====== BRANO FORNITO

Cioè l’abolizione totale di ogni barriera all’accesso universitario e un grosso piano di investimenti pubblici per gli atenei (in linea con quelli abituali di altri stati europei), in maniera tale da garantirne la sostenibilità e la capacità di accogliere e fornire istruzione di qualità a tutti coloro che lo desiderano. Il tutto andrebbe supportato da un nuovo sistema di borse di studio e servizi in grado di tutelare il diritto di proseguire gli studi oltre il diploma a prescindere dalle proprie condizioni di reddito.
Appunto, il contrario di quanto avviene.
Di solito la banalità più grande che viene detta dai ”sostenitori” dei test universitari è che il ”merito e la preparazione” sono la base di partenza per un iscrizione universitaria. Ovviamente niente di più falso: la formazione universitaria rientra a pieno titolo fra i diritti fondamentali di ogni cittadino, garantito fra l’altro dalla nostra Costituzione. I diritti, per loro natura, non sono un premio che ognuno deve provare ad ottenere, ma una garanzia che ogni società dovrebbe premurarsi di tutelare. Selezionare, in base a una presunta idea di “merito”, chi può godere di un diritto e chi no, è una prepotenza di cui ci si è arrogati in maniera totalmente illegittima. E, ripeto, anticostituzionale.
E fossero almeno questi test uno strumento imparziale, che almeno permettessero a chi studia di superarli senza problemi. Invece sono esattamente il contrario: infatti mi chiedo come è stato possibile pensare che qualche decina di domande e due ore di tempo siano lo strumento per stabilire chi è in grado di studiare una disciplina e chi no? Questi test, per come sono strutturati, tra l’altro premiano un tipo di preparazione, nozionistica e meccanica, che è davvero lontana dal metodo e dai contenuti con cui si viene formati all’interno delle nostre scuole.

============
====== ESTRATTO DEI DATI

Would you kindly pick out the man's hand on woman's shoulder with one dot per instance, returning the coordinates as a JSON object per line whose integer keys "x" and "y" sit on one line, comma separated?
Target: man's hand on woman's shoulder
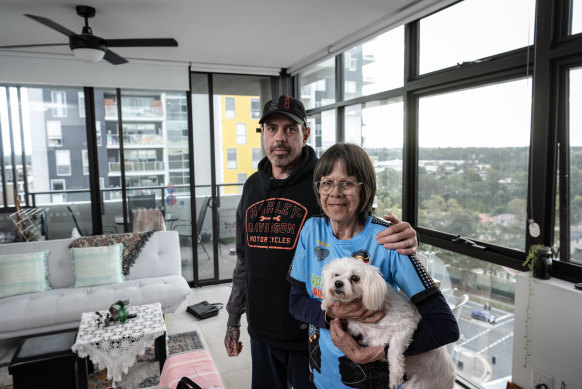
{"x": 400, "y": 236}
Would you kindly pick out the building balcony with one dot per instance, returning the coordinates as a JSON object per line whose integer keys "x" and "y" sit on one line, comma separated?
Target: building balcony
{"x": 135, "y": 140}
{"x": 136, "y": 167}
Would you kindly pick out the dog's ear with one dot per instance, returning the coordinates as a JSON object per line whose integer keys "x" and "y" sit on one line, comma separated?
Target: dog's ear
{"x": 373, "y": 288}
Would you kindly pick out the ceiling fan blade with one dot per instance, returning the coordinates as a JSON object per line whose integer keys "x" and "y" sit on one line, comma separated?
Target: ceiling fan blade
{"x": 146, "y": 42}
{"x": 114, "y": 59}
{"x": 51, "y": 24}
{"x": 39, "y": 45}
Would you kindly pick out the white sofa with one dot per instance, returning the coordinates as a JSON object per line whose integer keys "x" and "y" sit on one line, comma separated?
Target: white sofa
{"x": 154, "y": 277}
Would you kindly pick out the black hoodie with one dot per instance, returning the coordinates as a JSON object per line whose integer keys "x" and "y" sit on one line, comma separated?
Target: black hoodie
{"x": 269, "y": 217}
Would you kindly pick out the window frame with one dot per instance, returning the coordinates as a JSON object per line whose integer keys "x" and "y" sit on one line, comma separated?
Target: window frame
{"x": 553, "y": 46}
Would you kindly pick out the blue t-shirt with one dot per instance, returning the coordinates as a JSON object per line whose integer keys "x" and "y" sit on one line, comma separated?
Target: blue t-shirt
{"x": 316, "y": 248}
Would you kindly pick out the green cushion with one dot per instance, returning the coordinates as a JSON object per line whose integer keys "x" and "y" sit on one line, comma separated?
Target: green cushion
{"x": 23, "y": 273}
{"x": 97, "y": 265}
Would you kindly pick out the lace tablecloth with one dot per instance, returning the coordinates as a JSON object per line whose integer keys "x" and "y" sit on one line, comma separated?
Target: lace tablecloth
{"x": 115, "y": 347}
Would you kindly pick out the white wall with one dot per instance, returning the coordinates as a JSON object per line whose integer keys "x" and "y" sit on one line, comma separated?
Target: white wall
{"x": 554, "y": 330}
{"x": 24, "y": 68}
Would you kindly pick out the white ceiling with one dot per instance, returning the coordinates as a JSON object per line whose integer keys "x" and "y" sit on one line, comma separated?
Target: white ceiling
{"x": 253, "y": 33}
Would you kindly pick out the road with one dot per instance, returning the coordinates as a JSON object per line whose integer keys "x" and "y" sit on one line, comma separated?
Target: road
{"x": 494, "y": 342}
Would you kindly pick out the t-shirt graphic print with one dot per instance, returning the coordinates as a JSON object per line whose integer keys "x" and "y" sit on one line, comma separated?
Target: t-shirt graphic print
{"x": 274, "y": 223}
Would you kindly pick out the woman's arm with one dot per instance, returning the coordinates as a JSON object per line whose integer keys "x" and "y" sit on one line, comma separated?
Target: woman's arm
{"x": 437, "y": 327}
{"x": 305, "y": 309}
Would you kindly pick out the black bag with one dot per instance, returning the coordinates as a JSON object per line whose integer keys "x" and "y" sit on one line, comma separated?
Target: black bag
{"x": 187, "y": 383}
{"x": 204, "y": 309}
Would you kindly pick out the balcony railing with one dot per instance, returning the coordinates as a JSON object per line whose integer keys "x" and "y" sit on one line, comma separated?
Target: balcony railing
{"x": 153, "y": 166}
{"x": 136, "y": 140}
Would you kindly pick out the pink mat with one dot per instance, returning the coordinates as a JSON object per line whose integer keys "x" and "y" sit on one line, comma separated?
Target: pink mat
{"x": 196, "y": 365}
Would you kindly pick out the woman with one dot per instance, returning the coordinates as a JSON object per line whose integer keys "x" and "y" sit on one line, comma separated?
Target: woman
{"x": 345, "y": 184}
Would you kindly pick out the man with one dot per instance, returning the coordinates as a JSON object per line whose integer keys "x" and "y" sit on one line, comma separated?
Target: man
{"x": 275, "y": 203}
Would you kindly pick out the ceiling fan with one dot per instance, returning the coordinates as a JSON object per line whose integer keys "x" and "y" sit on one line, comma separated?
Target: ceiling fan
{"x": 91, "y": 48}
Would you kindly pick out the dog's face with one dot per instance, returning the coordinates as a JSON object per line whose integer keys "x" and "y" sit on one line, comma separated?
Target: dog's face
{"x": 347, "y": 279}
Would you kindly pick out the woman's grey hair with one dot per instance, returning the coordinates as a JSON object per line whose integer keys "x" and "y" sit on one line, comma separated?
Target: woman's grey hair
{"x": 357, "y": 163}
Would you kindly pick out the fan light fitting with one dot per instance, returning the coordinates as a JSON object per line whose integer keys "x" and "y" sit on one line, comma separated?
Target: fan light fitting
{"x": 91, "y": 48}
{"x": 89, "y": 55}
{"x": 87, "y": 47}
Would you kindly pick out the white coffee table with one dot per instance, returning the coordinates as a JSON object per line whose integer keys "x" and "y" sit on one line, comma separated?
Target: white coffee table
{"x": 116, "y": 346}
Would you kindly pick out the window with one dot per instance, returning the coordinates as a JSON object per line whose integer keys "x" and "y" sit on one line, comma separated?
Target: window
{"x": 58, "y": 185}
{"x": 576, "y": 16}
{"x": 81, "y": 98}
{"x": 242, "y": 177}
{"x": 255, "y": 108}
{"x": 473, "y": 162}
{"x": 375, "y": 65}
{"x": 322, "y": 131}
{"x": 98, "y": 132}
{"x": 229, "y": 108}
{"x": 176, "y": 107}
{"x": 85, "y": 159}
{"x": 575, "y": 124}
{"x": 257, "y": 156}
{"x": 241, "y": 133}
{"x": 377, "y": 127}
{"x": 231, "y": 158}
{"x": 63, "y": 162}
{"x": 59, "y": 104}
{"x": 485, "y": 32}
{"x": 54, "y": 133}
{"x": 317, "y": 84}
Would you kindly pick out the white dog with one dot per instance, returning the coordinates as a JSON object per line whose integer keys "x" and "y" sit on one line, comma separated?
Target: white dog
{"x": 347, "y": 279}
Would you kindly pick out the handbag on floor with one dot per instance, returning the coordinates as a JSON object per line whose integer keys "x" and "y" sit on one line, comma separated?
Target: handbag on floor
{"x": 204, "y": 309}
{"x": 187, "y": 383}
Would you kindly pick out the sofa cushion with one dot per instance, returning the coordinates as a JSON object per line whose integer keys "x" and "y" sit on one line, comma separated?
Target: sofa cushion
{"x": 97, "y": 265}
{"x": 58, "y": 309}
{"x": 23, "y": 273}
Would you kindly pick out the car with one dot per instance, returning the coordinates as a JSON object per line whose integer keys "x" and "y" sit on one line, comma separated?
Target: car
{"x": 480, "y": 314}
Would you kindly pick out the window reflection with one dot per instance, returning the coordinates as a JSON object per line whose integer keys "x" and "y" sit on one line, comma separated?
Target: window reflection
{"x": 322, "y": 127}
{"x": 377, "y": 126}
{"x": 317, "y": 84}
{"x": 483, "y": 354}
{"x": 375, "y": 66}
{"x": 473, "y": 162}
{"x": 575, "y": 165}
{"x": 576, "y": 16}
{"x": 474, "y": 29}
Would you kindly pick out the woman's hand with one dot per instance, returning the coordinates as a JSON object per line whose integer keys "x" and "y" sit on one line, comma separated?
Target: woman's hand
{"x": 354, "y": 310}
{"x": 400, "y": 236}
{"x": 344, "y": 341}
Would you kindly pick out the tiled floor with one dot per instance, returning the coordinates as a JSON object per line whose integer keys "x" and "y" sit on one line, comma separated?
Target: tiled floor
{"x": 235, "y": 371}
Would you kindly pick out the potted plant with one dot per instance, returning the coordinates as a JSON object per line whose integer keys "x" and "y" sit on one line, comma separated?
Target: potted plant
{"x": 539, "y": 261}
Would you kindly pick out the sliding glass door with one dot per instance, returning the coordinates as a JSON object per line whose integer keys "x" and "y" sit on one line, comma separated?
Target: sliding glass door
{"x": 227, "y": 148}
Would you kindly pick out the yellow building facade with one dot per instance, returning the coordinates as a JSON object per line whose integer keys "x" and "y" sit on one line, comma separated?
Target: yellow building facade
{"x": 241, "y": 144}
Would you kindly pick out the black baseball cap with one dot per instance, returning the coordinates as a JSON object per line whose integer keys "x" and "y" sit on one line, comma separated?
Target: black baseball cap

============

▶ _ATTIVITÀ A_: Elenca tutte le misure che il brano sui test universitari propone per l'accesso all'università.
▶ _ATTIVITÀ B_: Nel brano sui test universitari, quale testo garantisce il diritto alla formazione universitaria?
▶ _ATTIVITÀ C_: Trascrivi parola per parola la parte del brano sui test universitari che si apre con le parole contenenti "Cioè l’abolizione totale" e si chiude con "di quanto avviene.".
Il materiale non ha alcun legame con il brano.

▶ _LA TUA RISPOSTA A_:
- L'abolizione totale di ogni barriera all'accesso universitario
- Un grosso piano di investimenti pubblici per gli atenei
- Un nuovo sistema di borse di studio e servizi

▶ _LA TUA RISPOSTA B_: La Costituzione.

▶ _LA TUA RISPOSTA C_:
Cioè l’abolizione totale di ogni barriera all’accesso universitario e un grosso piano di investimenti pubblici per gli atenei (in linea con quelli abituali di altri stati europei), in maniera tale da garantirne la sostenibilità e la capacità di accogliere e fornire istruzione di qualità a tutti coloro che lo desiderano. Il tutto andrebbe supportato da un nuovo sistema di borse di studio e servizi in grado di tutelare il diritto di proseguire gli studi oltre il diploma a prescindere dalle proprie condizioni di reddito.
Appunto, il contrario di quanto avviene.